## [WORK INSTRUCTIONS]
Retype all of the records shown beneath this task, exactly as they stand.

═════ INPUT FOR THIS TASK ═════

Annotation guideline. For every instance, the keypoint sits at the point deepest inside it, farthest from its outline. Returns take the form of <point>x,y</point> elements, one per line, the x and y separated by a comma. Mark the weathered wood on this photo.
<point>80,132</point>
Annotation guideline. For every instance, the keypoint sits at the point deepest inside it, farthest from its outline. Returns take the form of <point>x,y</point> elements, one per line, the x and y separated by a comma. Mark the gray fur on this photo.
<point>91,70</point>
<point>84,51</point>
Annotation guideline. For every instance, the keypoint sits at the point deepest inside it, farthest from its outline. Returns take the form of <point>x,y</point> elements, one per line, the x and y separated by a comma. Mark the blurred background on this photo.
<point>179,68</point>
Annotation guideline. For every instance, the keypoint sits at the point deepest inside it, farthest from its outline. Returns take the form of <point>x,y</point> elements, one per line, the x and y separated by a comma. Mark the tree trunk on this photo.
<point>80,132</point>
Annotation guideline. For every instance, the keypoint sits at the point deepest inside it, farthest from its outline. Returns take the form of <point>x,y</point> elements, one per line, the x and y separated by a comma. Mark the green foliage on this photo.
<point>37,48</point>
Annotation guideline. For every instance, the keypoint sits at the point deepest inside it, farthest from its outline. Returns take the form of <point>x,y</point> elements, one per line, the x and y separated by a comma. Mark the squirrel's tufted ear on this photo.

═════

## [ANSWER TO THIS PROBLEM]
Annotation guideline. For every instance, the keypoint sits at the point deepest inside it, farthest from its outline. Returns take the form of <point>x,y</point> elements, one per line, the x and y separated by a comma. Mark the weathered wood on this photo.
<point>80,132</point>
Annotation guideline. For every instance, the keypoint sits at the point deepest inside it, farthest from its outline. Returns take the form of <point>x,y</point> elements, one per line, the x and y separated by a comma. Mark the gray fur on this photo.
<point>91,70</point>
<point>84,51</point>
Annotation guideline. For every instance, the keypoint sits at the point deepest inside it, farthest from its outline. Returns take the form of <point>x,y</point> elements, one per line, the x and y separated by a comma. Mark the blurred background on this photo.
<point>179,68</point>
Annotation guideline. For every instance, the keypoint sits at the point deepest inside it, farthest from its outline. Returns take the form of <point>x,y</point> elements, one per line, the x and y separated by a comma. Mark the tree trunk on this photo.
<point>80,132</point>
Annotation guideline. For every instance, the keypoint sits at the point deepest inside it, farthest from its outline. Returns take the form of <point>x,y</point> elements, one per line, the x and y separated by a comma. Mark the green foliage on this photo.
<point>37,48</point>
Annotation guideline. For every instance, the keypoint sits at the point deepest inside it, farthest from its outline. Returns take the form of <point>x,y</point> elements, one per line, the x and y separated by a comma. Mark the squirrel's tufted ear on this photo.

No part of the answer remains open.